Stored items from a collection
########################################

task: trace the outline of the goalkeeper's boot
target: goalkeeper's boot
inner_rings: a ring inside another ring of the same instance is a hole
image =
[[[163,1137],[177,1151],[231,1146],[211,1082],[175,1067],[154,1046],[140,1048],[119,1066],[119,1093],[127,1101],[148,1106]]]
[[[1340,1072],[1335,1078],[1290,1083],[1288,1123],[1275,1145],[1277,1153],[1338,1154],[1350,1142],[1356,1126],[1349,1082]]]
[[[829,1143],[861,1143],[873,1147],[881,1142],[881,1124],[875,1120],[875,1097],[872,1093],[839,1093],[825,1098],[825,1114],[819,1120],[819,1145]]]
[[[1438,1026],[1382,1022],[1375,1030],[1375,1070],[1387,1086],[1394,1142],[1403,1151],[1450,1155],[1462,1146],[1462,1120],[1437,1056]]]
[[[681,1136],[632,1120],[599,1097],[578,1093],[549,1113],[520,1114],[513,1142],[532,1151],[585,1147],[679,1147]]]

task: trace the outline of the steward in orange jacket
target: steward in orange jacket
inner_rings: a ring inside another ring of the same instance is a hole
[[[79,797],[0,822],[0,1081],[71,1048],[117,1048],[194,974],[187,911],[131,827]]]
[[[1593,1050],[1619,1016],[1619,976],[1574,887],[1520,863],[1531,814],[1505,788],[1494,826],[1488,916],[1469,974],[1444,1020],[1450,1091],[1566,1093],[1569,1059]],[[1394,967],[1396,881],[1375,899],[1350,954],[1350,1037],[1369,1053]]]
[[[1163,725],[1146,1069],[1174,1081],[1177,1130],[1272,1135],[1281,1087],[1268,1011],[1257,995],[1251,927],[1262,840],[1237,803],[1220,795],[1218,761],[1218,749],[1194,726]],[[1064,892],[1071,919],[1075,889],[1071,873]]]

########################################

YOUR TASK: Your answer must be the line with "task: trace the outline of the steward" and all lines after it through the final line of the entries, copied exactly and with nothing added.

TASK ANSWER:
task: trace the outline of the steward in orange jacket
target: steward in orange jacket
inner_rings: a ring inside another ring of the same instance is a hole
[[[79,797],[0,822],[0,1081],[71,1048],[117,1048],[194,974],[187,911],[131,827]]]
[[[1593,1050],[1619,1016],[1619,976],[1574,887],[1520,863],[1531,814],[1505,788],[1494,826],[1488,916],[1469,974],[1444,1020],[1450,1091],[1566,1093],[1569,1059]],[[1394,967],[1396,881],[1375,899],[1350,954],[1350,1037],[1369,1053]]]
[[[1163,725],[1146,1069],[1174,1081],[1177,1130],[1272,1135],[1281,1087],[1268,1011],[1257,995],[1251,927],[1262,840],[1237,803],[1220,795],[1218,761],[1218,749],[1194,726]],[[1064,892],[1071,919],[1075,889],[1071,873]]]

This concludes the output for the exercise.